:: Reading passage ::
David Coverdale stated that the band "put everything we had and more into making this album". U.S. musician Joel Hoekstra, who joined Whitesnake in 2015, co-wrote six of the album's tracks with Coverdale. As well, U.S. musician Reb Beach co-wrote five of the tracks. The riff of the song "Gonna Be Alright" was one of Coverdale's unused ideas during the recording of Coverdale–Page (1993).

==Touring==
The band embarked on a supporting tour in April with dates in North America, followed by a European tour over the summer. However, part of the world tour including Australia, New Zealand and Japan was delayed due to band members health issues and the COVID-19 pandemic.

==Critical reception==

Philip Wilding of Classic Rock felt that listeners "hoping that the new Whitesnake album record will recall Coverdale's smoky, Lovehunter past should look away now", but for those that "want something to listen to while driving with the top down in some steamy Californian clime, then this Whitesnake is hard to beat". Thomas Kupfer for Rock Hard argued "although it doesn't belong in the ranks of the really great classics in the band's canon, it is a very good hard rock album that certainly knows how to set a tone". Mark Diggins of The Rockpit considered it is possibly the band's best album in decades.

Loudwire named it one of the 50 best rock albums of 2019.

Professional ratings
Review scores
| Source | Rating |
| Classic Rock | Star Half star |
| Metal.de | 6/10 |
| Metal Hammer (Germany) | 6/7 |
| Rock Hard | 8/10 |
| The Rockpit | (favorable) |

==Track listing==

| No. | Title | Writer(s) | Length |
|---|---|---|---|
| 1. | "Good to See You Again" | David Coverdale, Reb Beach, Joel Hoekstra | 3:42 |
| 2. | "Gonna Be Alright" | Coverdale, Hoekstra | 3:51 |
| 3. | "Shut Up & Kiss Me" | Coverdale, Beach | 3:37 |
| 4. | "Hey You (You Make Me Rock)" | Coverdale, Beach, Hoekstra | 5:29 |
| 5. | "Always & Forever" | Coverdale | 3:53 |
| 6. | "When I Think of You (Color Me Blue)" | Coverdale | 3:52 |
| 7. | "Trouble Is Your Middle Name" | Coverdale, Hoekstra | 4:17 |
| 8. | "Flesh & Blood" | Coverdale | 5:18 |
| 9. | "Well I Never" | Coverdale, Hoekstra | 4:01 |
| 10. | "Heart of Stone" | Coverdale | 6:42 |
| 11. | "Get Up" | Coverdale, Beach | 4:45 |
| 12. | "After All" | Coverdale, Hoekstra | 3:47 |
| 13. | "Sands of Time" | Coverdale, Beach | 6:08 |
| Total length: |  |  | 59:22 |

Deluxe edition bonus tracks
| No. | Title | Writer(s) | Length |
|---|---|---|---|
| 14. | "Can't Do Right for Doing Wrong" | Coverdale, Beach | 4:58 |
| 15. | "If I Can't Have You" | Coverdale, Hoekstra | 4:23 |
| 16. | "Gonna Be Alright" (X-Tendo Mix) | Coverdale, Hoekstra | 4:12 |
| 17. | "Sands of Time" (radio mix) | Coverdale, Beach | 6:20 |
| 18. | "Shut Up & Kiss Me" (video mix) | Coverdale, Beach | 3:43 |
| Total length: |  |  | 82:58 |

==Personnel==
Credits are adapted from the album's liner notes.
:::
**Required work**.
(1) In the passage on the Whitesnake album, what year did Joel Hoekstra join the band?
(2) Please repeat the passage on the Whitesnake album word for word, starting at "Deluxe edition bonus" and ending at "album's liner notes.".
:: Given data ::
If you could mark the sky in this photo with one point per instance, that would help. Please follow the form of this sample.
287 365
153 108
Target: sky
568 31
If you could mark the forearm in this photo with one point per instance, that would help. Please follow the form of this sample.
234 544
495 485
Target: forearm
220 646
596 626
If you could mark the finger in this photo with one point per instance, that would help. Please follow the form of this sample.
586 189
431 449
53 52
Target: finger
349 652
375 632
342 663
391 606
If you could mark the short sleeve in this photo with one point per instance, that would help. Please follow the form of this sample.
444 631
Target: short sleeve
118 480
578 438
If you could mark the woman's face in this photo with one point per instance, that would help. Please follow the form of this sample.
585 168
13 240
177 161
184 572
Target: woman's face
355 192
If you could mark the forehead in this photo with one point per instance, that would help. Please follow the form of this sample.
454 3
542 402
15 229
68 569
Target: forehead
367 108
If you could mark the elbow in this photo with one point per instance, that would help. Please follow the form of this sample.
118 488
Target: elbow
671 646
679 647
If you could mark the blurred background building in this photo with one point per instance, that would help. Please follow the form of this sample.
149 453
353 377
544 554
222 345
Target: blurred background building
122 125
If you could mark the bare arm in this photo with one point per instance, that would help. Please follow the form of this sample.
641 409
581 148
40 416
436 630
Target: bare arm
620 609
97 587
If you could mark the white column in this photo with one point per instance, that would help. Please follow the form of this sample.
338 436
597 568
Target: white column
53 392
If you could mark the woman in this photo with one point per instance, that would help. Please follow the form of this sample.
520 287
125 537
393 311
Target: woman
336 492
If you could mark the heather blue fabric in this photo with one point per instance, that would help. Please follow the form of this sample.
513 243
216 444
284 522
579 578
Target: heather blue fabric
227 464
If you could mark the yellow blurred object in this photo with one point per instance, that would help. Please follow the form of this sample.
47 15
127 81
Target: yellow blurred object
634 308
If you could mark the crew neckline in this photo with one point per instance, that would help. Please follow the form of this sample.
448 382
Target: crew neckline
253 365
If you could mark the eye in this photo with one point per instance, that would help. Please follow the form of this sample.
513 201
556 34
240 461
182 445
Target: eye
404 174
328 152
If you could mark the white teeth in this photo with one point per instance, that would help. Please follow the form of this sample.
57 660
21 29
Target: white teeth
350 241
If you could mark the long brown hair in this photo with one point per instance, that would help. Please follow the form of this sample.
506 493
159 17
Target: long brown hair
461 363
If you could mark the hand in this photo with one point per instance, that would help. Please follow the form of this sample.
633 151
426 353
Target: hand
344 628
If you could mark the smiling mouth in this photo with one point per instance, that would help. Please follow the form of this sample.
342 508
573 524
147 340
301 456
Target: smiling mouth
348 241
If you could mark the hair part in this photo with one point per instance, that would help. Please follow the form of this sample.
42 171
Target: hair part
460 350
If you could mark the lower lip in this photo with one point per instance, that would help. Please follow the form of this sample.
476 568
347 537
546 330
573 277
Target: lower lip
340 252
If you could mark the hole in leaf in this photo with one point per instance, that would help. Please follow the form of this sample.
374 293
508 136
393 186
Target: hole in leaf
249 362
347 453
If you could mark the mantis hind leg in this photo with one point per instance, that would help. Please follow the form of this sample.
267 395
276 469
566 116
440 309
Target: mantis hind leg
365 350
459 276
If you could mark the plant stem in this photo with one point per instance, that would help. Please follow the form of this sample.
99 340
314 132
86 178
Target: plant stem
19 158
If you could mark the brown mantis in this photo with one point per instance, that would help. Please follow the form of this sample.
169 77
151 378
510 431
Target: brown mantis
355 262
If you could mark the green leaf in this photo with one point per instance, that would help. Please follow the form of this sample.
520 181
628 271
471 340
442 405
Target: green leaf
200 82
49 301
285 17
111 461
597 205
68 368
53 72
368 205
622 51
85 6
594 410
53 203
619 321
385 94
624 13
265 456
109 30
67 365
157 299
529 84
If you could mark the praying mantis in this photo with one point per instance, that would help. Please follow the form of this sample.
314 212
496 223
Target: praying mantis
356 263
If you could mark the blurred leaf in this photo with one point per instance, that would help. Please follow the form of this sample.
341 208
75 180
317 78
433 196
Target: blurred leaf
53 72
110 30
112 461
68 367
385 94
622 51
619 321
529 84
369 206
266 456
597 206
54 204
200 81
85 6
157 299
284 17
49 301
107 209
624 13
:::
**Answers to each task**.
(1) 2015

(2)
Deluxe edition bonus tracks
| No. | Title | Writer(s) | Length |
|---|---|---|---|
| 14. | "Can't Do Right for Doing Wrong" | Coverdale, Beach | 4:58 |
| 15. | "If I Can't Have You" | Coverdale, Hoekstra | 4:23 |
| 16. | "Gonna Be Alright" (X-Tendo Mix) | Coverdale, Hoekstra | 4:12 |
| 17. | "Sands of Time" (radio mix) | Coverdale, Beach | 6:20 |
| 18. | "Shut Up & Kiss Me" (video mix) | Coverdale, Beach | 3:43 |
| Total length: |  |  | 82:58 |

==Personnel==
Credits are adapted from the album's liner notes.